Referring expression pointing data
+++
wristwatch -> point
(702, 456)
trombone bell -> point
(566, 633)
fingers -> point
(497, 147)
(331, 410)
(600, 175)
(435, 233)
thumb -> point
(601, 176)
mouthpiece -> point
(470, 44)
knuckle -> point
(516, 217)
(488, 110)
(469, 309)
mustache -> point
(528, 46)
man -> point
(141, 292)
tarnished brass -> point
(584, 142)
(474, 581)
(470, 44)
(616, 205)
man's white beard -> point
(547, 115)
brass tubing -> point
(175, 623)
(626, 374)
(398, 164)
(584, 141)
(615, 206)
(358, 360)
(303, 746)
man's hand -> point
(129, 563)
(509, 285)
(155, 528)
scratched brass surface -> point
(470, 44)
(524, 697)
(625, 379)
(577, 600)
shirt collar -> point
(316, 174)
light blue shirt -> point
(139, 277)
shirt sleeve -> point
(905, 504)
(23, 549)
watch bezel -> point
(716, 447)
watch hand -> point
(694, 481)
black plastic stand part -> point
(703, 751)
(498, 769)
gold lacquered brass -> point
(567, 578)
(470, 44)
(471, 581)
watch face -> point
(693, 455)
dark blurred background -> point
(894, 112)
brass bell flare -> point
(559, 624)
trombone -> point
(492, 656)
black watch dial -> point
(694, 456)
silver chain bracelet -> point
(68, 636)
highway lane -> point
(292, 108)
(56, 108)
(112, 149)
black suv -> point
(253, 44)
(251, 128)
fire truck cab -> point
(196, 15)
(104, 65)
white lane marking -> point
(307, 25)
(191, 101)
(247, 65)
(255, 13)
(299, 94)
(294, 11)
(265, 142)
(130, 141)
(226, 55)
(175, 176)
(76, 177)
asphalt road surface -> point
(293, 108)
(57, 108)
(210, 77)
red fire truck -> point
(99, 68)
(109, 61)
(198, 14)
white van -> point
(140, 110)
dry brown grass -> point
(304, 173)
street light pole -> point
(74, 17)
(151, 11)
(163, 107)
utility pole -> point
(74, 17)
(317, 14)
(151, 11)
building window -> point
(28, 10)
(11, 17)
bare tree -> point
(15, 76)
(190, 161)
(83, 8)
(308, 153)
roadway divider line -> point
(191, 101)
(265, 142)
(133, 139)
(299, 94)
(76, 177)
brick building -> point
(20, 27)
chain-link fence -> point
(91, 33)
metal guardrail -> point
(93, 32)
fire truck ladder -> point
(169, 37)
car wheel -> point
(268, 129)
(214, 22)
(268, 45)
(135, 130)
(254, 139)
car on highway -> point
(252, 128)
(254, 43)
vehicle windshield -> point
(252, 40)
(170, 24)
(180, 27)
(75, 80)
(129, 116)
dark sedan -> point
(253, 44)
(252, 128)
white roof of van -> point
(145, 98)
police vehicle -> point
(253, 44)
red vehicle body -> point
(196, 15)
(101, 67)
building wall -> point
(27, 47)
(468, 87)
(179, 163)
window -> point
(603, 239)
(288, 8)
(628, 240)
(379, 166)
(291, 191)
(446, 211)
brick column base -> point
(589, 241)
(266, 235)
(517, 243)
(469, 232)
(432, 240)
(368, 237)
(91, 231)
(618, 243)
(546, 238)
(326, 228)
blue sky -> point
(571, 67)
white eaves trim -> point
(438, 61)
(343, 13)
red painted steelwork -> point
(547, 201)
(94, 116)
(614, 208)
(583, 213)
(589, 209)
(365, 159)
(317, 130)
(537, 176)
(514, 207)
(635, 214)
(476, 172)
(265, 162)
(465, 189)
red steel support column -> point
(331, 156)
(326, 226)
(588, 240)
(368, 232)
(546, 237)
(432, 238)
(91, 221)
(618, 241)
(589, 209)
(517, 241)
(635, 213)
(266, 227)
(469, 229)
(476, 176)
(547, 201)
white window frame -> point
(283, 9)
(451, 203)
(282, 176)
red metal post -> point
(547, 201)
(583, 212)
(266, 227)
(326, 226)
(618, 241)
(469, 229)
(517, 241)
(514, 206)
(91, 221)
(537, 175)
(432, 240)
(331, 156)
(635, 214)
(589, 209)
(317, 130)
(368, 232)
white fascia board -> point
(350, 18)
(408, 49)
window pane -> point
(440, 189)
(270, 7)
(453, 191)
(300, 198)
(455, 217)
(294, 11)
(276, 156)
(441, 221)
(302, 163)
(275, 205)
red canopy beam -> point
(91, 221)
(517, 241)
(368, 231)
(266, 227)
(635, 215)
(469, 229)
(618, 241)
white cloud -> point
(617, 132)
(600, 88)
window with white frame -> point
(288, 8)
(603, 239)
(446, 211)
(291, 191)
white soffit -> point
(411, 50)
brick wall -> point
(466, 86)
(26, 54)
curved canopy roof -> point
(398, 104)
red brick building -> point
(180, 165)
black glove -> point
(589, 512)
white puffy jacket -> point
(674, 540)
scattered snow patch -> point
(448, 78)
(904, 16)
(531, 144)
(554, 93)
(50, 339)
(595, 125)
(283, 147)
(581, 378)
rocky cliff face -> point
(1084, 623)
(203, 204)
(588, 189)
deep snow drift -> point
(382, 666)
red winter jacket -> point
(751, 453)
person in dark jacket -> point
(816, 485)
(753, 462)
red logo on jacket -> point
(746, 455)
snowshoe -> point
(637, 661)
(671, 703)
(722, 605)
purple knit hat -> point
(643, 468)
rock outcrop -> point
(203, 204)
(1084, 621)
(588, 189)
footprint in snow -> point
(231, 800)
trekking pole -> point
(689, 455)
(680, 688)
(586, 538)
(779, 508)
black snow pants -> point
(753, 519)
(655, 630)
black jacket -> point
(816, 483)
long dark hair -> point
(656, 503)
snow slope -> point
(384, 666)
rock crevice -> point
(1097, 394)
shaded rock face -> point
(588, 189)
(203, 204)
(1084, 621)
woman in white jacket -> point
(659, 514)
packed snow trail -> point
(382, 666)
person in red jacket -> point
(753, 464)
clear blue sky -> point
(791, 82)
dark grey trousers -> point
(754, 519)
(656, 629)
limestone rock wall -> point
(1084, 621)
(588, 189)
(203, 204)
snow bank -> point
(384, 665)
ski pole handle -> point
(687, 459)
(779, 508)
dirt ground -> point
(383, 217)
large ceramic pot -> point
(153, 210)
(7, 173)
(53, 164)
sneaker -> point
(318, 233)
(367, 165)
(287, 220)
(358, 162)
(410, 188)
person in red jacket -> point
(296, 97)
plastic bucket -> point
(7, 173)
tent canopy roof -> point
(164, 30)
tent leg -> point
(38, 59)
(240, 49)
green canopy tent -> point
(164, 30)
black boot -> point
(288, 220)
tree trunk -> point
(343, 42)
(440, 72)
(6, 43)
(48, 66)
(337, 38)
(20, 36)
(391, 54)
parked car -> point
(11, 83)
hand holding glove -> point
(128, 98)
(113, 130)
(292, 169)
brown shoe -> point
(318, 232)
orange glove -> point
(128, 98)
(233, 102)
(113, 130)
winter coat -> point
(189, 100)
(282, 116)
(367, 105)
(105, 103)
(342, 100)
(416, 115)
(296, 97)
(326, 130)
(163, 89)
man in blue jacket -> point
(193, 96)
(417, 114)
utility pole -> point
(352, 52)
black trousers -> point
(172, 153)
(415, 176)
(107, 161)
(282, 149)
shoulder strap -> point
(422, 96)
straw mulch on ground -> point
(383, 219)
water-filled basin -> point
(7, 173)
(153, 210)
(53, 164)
+++
> **EXERCISE REQUIREMENTS**:
Each entry must appear in the reply exactly as written.

> **OUTPUT FOR THIS EXERCISE**:
wristwatch -> point
(702, 456)
trombone bell -> point
(566, 633)
fingers -> point
(497, 147)
(331, 410)
(600, 175)
(435, 233)
thumb -> point
(601, 176)
mouthpiece -> point
(470, 44)
knuckle -> point
(516, 217)
(488, 110)
(469, 309)
mustache -> point
(528, 46)
man -> point
(141, 292)
tarnished brass -> point
(584, 142)
(474, 581)
(470, 44)
(616, 205)
man's white beard -> point
(547, 115)
brass tubing -> point
(175, 623)
(626, 374)
(398, 164)
(584, 141)
(615, 206)
(358, 360)
(303, 746)
man's hand -> point
(129, 563)
(509, 285)
(155, 528)
scratched brass surface -> point
(470, 44)
(524, 697)
(625, 379)
(577, 600)
shirt collar -> point
(316, 174)
light blue shirt -> point
(139, 277)
shirt sleeve -> point
(905, 504)
(23, 549)
watch bezel -> point
(716, 447)
watch hand -> point
(694, 481)
black plastic stand part -> point
(703, 751)
(498, 769)
gold lacquered brass -> point
(567, 578)
(470, 44)
(471, 581)
watch face -> point
(693, 455)
dark blurred background -> point
(894, 112)
brass bell flare -> point
(559, 624)
trombone -> point
(492, 656)
black watch dial -> point
(694, 456)
silver chain bracelet -> point
(68, 636)
highway lane -> point
(292, 108)
(56, 108)
(112, 149)
black suv -> point
(253, 44)
(251, 128)
fire truck cab -> point
(196, 15)
(104, 65)
white lane marking -> point
(307, 25)
(191, 101)
(247, 65)
(255, 13)
(299, 94)
(294, 11)
(265, 142)
(130, 141)
(226, 55)
(175, 176)
(76, 177)
asphalt road surface -> point
(293, 108)
(57, 108)
(210, 77)
red fire truck -> point
(99, 68)
(109, 61)
(198, 14)
white van -> point
(140, 110)
dry brown grass -> point
(304, 173)
street light pole -> point
(74, 17)
(151, 11)
(163, 107)
utility pole -> point
(74, 17)
(317, 14)
(151, 11)
building window -> point
(28, 10)
(11, 17)
bare tree -> point
(15, 76)
(190, 161)
(83, 8)
(308, 153)
roadway divider line -> point
(191, 101)
(265, 142)
(133, 139)
(299, 94)
(76, 177)
brick building -> point
(20, 27)
chain-link fence -> point
(91, 33)
metal guardrail -> point
(93, 32)
fire truck ladder -> point
(169, 37)
car wheel -> point
(268, 129)
(214, 22)
(268, 45)
(135, 130)
(254, 139)
car on highway -> point
(252, 128)
(254, 43)
vehicle windshield -> point
(252, 40)
(170, 24)
(180, 27)
(75, 80)
(129, 116)
dark sedan -> point
(253, 44)
(252, 128)
white roof of van -> point
(145, 98)
police vehicle -> point
(253, 44)
red vehicle body -> point
(196, 15)
(101, 67)
building wall -> point
(27, 47)
(468, 87)
(179, 163)
window -> point
(603, 239)
(288, 8)
(628, 240)
(379, 166)
(291, 191)
(446, 211)
brick column base -> point
(589, 241)
(266, 235)
(517, 243)
(469, 232)
(432, 240)
(368, 237)
(91, 231)
(618, 243)
(546, 238)
(326, 228)
blue sky -> point
(571, 67)
white eaves trim -> point
(438, 61)
(343, 13)
red painted steelwork -> point
(547, 201)
(94, 116)
(614, 208)
(583, 213)
(589, 209)
(365, 159)
(317, 130)
(537, 176)
(514, 207)
(635, 214)
(476, 172)
(265, 162)
(465, 189)
red steel support column -> point
(331, 156)
(326, 226)
(588, 240)
(368, 232)
(546, 237)
(432, 238)
(91, 221)
(618, 241)
(589, 209)
(517, 241)
(635, 213)
(266, 227)
(469, 229)
(476, 176)
(547, 201)
white window frame -> point
(283, 9)
(451, 203)
(282, 176)
red metal post -> point
(547, 201)
(583, 212)
(266, 227)
(326, 226)
(618, 241)
(469, 229)
(517, 241)
(514, 206)
(91, 221)
(537, 175)
(432, 240)
(331, 156)
(635, 214)
(589, 209)
(317, 130)
(368, 232)
white fascia board -> point
(350, 18)
(408, 49)
window pane -> point
(440, 189)
(270, 7)
(453, 191)
(300, 198)
(455, 217)
(294, 11)
(276, 156)
(441, 221)
(302, 163)
(275, 205)
red canopy beam -> point
(91, 221)
(517, 241)
(368, 231)
(266, 227)
(635, 215)
(469, 229)
(618, 241)
white cloud -> point
(617, 132)
(600, 88)
window with white frame -> point
(288, 8)
(603, 239)
(446, 211)
(291, 191)
white soffit -> point
(411, 50)
brick wall -> point
(466, 86)
(26, 54)
curved canopy roof -> point
(398, 104)
red brick building -> point
(180, 165)
black glove -> point
(589, 512)
white puffy jacket -> point
(674, 540)
scattered snow patch -> point
(448, 78)
(904, 16)
(531, 144)
(554, 93)
(50, 339)
(595, 125)
(283, 147)
(581, 378)
rocky cliff face -> point
(1084, 623)
(203, 204)
(588, 189)
deep snow drift -> point
(382, 666)
red winter jacket -> point
(751, 453)
person in dark jacket -> point
(816, 485)
(753, 462)
red logo on jacket -> point
(746, 455)
snowshoe -> point
(637, 661)
(671, 703)
(722, 605)
purple knit hat -> point
(643, 468)
rock outcrop -> point
(203, 204)
(1084, 621)
(588, 189)
footprint in snow -> point
(231, 800)
trekking pole -> point
(689, 455)
(680, 688)
(586, 538)
(779, 508)
black snow pants -> point
(753, 519)
(655, 630)
black jacket -> point
(816, 483)
long dark hair -> point
(656, 503)
snow slope -> point
(384, 666)
rock crevice -> point
(1097, 394)
shaded rock face -> point
(588, 189)
(203, 204)
(1084, 621)
woman in white jacket -> point
(659, 514)
packed snow trail -> point
(382, 666)
person in red jacket -> point
(753, 464)
clear blue sky -> point
(791, 82)
dark grey trousers -> point
(754, 519)
(656, 629)
limestone rock wall -> point
(1084, 621)
(588, 189)
(203, 204)
snow bank -> point
(384, 665)
ski pole handle -> point
(687, 459)
(779, 508)
dirt ground -> point
(383, 217)
large ceramic pot -> point
(153, 210)
(7, 173)
(53, 164)
sneaker -> point
(318, 233)
(367, 165)
(287, 220)
(358, 162)
(410, 188)
person in red jacket -> point
(296, 97)
plastic bucket -> point
(7, 173)
tent canopy roof -> point
(164, 30)
tent leg -> point
(38, 59)
(240, 49)
green canopy tent -> point
(164, 30)
black boot -> point
(288, 220)
tree trunk -> point
(343, 42)
(440, 72)
(6, 43)
(48, 66)
(337, 38)
(20, 36)
(391, 54)
parked car -> point
(11, 83)
hand holding glove -> point
(128, 98)
(113, 130)
(292, 169)
brown shoe -> point
(318, 232)
orange glove -> point
(128, 98)
(233, 102)
(113, 130)
winter coat -> point
(189, 100)
(282, 116)
(367, 105)
(105, 103)
(342, 100)
(416, 115)
(296, 97)
(326, 130)
(163, 89)
man in blue jacket -> point
(193, 96)
(417, 114)
utility pole -> point
(352, 52)
black trousers -> point
(172, 153)
(415, 176)
(107, 161)
(282, 149)
shoulder strap -> point
(422, 96)
straw mulch on ground -> point
(383, 219)
water-filled basin -> point
(7, 173)
(153, 210)
(53, 164)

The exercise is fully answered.